# Your goal
Please reproduce all of the data exactly as it appears, but skip the pictures.
#### Data to process
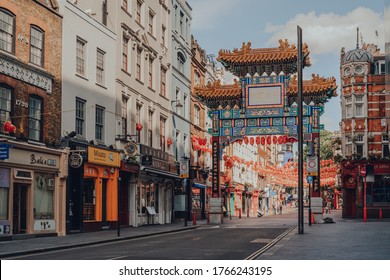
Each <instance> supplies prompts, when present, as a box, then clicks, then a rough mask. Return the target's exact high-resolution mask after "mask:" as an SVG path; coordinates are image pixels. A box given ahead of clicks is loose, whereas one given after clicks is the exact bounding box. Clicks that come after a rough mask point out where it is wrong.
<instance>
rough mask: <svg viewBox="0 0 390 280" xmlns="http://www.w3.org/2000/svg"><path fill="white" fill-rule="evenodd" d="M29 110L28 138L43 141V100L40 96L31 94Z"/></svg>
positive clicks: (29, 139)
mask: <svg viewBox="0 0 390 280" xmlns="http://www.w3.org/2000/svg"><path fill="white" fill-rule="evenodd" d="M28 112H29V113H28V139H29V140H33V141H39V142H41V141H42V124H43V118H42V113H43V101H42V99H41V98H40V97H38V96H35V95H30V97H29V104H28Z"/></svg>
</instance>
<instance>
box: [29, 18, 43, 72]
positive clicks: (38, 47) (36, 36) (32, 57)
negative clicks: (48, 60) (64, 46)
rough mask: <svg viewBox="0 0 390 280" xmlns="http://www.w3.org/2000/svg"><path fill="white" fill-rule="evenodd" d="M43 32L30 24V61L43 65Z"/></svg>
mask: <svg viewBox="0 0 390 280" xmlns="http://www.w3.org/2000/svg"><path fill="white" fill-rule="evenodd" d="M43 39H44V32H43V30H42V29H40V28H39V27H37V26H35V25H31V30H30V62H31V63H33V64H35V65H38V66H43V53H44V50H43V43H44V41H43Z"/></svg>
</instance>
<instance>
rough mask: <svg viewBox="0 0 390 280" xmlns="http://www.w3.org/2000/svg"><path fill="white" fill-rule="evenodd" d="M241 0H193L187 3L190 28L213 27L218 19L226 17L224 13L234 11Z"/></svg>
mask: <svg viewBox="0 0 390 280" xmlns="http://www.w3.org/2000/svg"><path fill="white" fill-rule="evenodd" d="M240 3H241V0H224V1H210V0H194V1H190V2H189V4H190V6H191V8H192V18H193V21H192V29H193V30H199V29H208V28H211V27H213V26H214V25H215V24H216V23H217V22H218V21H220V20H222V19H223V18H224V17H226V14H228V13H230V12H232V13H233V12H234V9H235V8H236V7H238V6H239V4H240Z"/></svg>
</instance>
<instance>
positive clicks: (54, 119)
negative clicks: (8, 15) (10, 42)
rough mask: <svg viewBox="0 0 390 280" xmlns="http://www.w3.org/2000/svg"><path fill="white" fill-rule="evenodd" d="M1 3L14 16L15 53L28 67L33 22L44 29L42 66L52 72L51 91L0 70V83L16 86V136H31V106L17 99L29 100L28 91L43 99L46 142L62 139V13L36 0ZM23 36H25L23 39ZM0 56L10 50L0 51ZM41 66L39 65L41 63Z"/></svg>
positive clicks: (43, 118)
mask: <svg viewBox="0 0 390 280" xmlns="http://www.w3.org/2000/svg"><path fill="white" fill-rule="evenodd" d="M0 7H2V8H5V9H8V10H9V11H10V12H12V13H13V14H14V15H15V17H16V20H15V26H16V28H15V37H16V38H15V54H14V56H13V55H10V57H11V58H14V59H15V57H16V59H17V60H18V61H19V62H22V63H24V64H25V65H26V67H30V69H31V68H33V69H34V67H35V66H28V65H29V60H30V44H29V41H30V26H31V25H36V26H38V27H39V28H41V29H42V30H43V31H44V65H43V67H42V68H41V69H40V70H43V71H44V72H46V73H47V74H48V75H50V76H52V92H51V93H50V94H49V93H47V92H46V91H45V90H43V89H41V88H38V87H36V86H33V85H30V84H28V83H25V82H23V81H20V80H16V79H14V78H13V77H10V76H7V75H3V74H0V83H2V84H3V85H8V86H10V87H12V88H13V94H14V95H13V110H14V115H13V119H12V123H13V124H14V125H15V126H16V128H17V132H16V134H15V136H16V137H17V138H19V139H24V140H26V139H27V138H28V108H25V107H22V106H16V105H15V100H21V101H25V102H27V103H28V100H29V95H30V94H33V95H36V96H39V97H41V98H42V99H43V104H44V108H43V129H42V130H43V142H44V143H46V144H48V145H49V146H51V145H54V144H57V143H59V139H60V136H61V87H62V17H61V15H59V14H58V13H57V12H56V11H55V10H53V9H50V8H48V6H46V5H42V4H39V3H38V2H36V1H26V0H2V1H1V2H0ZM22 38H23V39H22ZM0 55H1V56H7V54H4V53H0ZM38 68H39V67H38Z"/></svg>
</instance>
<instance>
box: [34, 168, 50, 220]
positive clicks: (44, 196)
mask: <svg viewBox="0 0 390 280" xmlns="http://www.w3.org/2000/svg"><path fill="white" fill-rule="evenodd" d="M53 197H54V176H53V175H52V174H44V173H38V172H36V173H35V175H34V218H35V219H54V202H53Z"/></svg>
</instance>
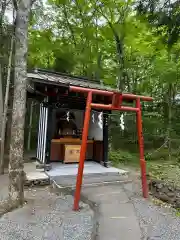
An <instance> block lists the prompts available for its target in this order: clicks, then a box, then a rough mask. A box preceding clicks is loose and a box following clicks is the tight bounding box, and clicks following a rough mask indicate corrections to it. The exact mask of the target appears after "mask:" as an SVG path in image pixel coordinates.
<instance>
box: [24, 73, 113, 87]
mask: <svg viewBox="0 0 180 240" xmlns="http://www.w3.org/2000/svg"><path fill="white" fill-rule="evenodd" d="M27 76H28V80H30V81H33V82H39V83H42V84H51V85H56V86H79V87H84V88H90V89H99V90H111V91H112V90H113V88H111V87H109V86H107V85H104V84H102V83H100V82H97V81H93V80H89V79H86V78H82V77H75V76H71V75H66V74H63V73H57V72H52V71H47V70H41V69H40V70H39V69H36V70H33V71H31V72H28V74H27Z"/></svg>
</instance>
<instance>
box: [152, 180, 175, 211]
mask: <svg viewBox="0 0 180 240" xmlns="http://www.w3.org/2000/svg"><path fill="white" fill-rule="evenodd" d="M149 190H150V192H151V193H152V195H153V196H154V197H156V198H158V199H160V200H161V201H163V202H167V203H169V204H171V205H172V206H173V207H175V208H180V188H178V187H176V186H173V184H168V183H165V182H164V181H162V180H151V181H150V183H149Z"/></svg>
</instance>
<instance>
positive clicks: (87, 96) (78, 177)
########
# Result of the task
Each <instance> supplies prompts, when present, as a box, then clicks, then a rough mask. Return the target's exact high-resolution mask after "mask:" as an SVG path; coordinates are image pixels. A box given ahead of clicks is loose, whereas one given after clicks is the exact bounding box. Clicks that come after a rough mask point out where it is wrong.
<instance>
rough mask: <svg viewBox="0 0 390 280" xmlns="http://www.w3.org/2000/svg"><path fill="white" fill-rule="evenodd" d="M29 110L28 138L43 141V100L40 96L31 94Z"/></svg>
positive clicks: (29, 139)
mask: <svg viewBox="0 0 390 280" xmlns="http://www.w3.org/2000/svg"><path fill="white" fill-rule="evenodd" d="M28 112H29V113H28V139H29V140H33V141H39V142H41V141H42V124H43V118H42V113H43V101H42V99H41V98H40V97H38V96H35V95H30V97H29V104H28Z"/></svg>
</instance>
<instance>
box: [29, 18, 43, 72]
positive clicks: (38, 47) (36, 36) (32, 57)
negative clicks: (48, 60) (64, 46)
rough mask: <svg viewBox="0 0 390 280" xmlns="http://www.w3.org/2000/svg"><path fill="white" fill-rule="evenodd" d="M43 32L30 24V61L43 65Z"/></svg>
mask: <svg viewBox="0 0 390 280" xmlns="http://www.w3.org/2000/svg"><path fill="white" fill-rule="evenodd" d="M43 39H44V32H43V30H42V29H40V28H39V27H37V26H35V25H31V30H30V62H31V63H33V64H35V65H38V66H43V53H44V50H43V43H44V41H43Z"/></svg>
</instance>
<instance>
rough mask: <svg viewBox="0 0 390 280" xmlns="http://www.w3.org/2000/svg"><path fill="white" fill-rule="evenodd" d="M241 0H193L187 3L190 28L213 27L218 19L226 17L224 13L234 11Z"/></svg>
mask: <svg viewBox="0 0 390 280" xmlns="http://www.w3.org/2000/svg"><path fill="white" fill-rule="evenodd" d="M240 3H241V0H224V1H210V0H194V1H190V2H189V4H190V6H191V8H192V18H193V21H192V29H193V30H199V29H208V28H211V27H213V26H214V25H215V24H216V23H217V22H218V21H220V20H222V19H223V18H224V17H226V14H228V13H230V12H232V13H233V12H234V9H235V8H236V7H238V6H239V4H240Z"/></svg>
</instance>
<instance>
positive clicks: (54, 119)
negative clicks: (8, 15) (10, 42)
rough mask: <svg viewBox="0 0 390 280" xmlns="http://www.w3.org/2000/svg"><path fill="white" fill-rule="evenodd" d="M1 3L14 16L15 53L28 67L33 22L44 29L42 66L52 72L51 91L0 70V83L16 86V136H31V106L17 99L29 100L28 91L43 99L46 142L62 139V13L36 0ZM23 36H25L23 39ZM0 56L10 50L0 51ZM41 66L39 65L41 63Z"/></svg>
positive clicks: (43, 118)
mask: <svg viewBox="0 0 390 280" xmlns="http://www.w3.org/2000/svg"><path fill="white" fill-rule="evenodd" d="M0 7H2V8H5V9H8V10H9V11H10V12H12V13H13V14H14V15H15V17H16V20H15V26H16V28H15V37H16V38H15V54H14V56H13V55H10V57H11V58H14V59H15V57H16V59H17V60H18V61H19V62H22V63H24V64H25V65H26V67H30V69H31V68H33V69H34V67H35V66H28V65H29V60H30V44H29V41H30V26H31V25H36V26H38V27H39V28H41V29H42V30H43V31H44V65H43V67H42V68H41V69H40V70H43V71H44V72H46V73H47V74H48V75H50V76H52V92H51V93H50V94H49V93H47V92H46V91H45V90H43V89H41V88H38V87H36V86H33V85H30V84H28V83H25V82H23V81H20V80H16V79H14V78H13V77H10V76H7V75H3V74H0V83H2V84H3V85H8V86H10V87H12V88H13V94H14V95H13V110H14V115H13V119H12V123H13V124H14V125H15V126H16V128H17V132H16V134H15V136H16V137H17V138H19V139H24V140H26V139H27V138H28V108H25V107H22V106H16V105H15V100H21V101H25V102H27V103H28V100H29V95H30V94H33V95H36V96H39V97H41V98H42V99H43V104H44V108H43V129H42V130H43V142H44V143H46V144H48V145H49V146H51V145H54V144H57V143H59V139H60V136H61V87H62V17H61V15H59V14H58V13H57V12H56V11H55V10H53V9H50V8H48V6H46V5H42V4H39V3H38V2H36V1H26V0H2V1H1V2H0ZM22 38H23V39H22ZM0 55H1V56H7V54H4V53H0ZM38 68H39V67H38Z"/></svg>
</instance>
<instance>
box: [34, 168, 50, 220]
positive clicks: (44, 196)
mask: <svg viewBox="0 0 390 280" xmlns="http://www.w3.org/2000/svg"><path fill="white" fill-rule="evenodd" d="M53 197H54V176H53V175H52V174H44V173H38V172H36V173H35V175H34V218H35V219H54V202H53Z"/></svg>
</instance>
An <instance> block lists the prompts available for its target in this order: clicks, then a box, then a rough mask. A box preceding clicks is loose and a box following clicks is the tight bounding box, and clicks following a rough mask indicate corrections to it. The exact mask of the target appears after "mask:" as an SVG path in image pixel coordinates.
<instance>
box: [24, 73, 113, 87]
mask: <svg viewBox="0 0 180 240" xmlns="http://www.w3.org/2000/svg"><path fill="white" fill-rule="evenodd" d="M27 76H28V80H30V81H33V82H39V83H42V84H51V85H56V86H79V87H84V88H90V89H99V90H111V91H112V90H113V88H111V87H109V86H107V85H104V84H102V83H100V82H97V81H93V80H89V79H86V78H82V77H75V76H71V75H66V74H63V73H57V72H52V71H47V70H41V69H40V70H39V69H36V70H33V71H31V72H28V74H27Z"/></svg>
</instance>
<instance>
box: [152, 180, 175, 211]
mask: <svg viewBox="0 0 180 240" xmlns="http://www.w3.org/2000/svg"><path fill="white" fill-rule="evenodd" d="M149 190H150V192H151V193H152V195H153V196H154V197H156V198H158V199H160V200H161V201H163V202H167V203H169V204H171V205H172V206H173V207H175V208H180V188H178V187H176V186H173V184H168V183H165V182H164V181H162V180H151V181H150V183H149Z"/></svg>
</instance>
<instance>
positive clicks: (87, 96) (78, 177)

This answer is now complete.